Reproduce each record in the listing below exactly as written.
==================================================
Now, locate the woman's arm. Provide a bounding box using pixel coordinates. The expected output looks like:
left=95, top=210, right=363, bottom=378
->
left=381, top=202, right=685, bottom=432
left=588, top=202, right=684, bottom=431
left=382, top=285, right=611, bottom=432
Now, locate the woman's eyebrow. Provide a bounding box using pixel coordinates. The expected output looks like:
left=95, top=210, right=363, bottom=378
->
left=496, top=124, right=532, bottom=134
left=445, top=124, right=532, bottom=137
==================================================
RESPONSE TO THIS EXERCISE ▸
Now, locate the woman's arm. Provide a bounding box using pixel coordinates. The expected output looks like:
left=95, top=210, right=363, bottom=378
->
left=381, top=202, right=685, bottom=432
left=588, top=202, right=684, bottom=431
left=382, top=285, right=611, bottom=432
Now, locate the woman's eyebrow. Provide a bounding box using pixel coordinates. The expected output looks like:
left=95, top=210, right=363, bottom=378
->
left=496, top=124, right=532, bottom=134
left=445, top=124, right=532, bottom=137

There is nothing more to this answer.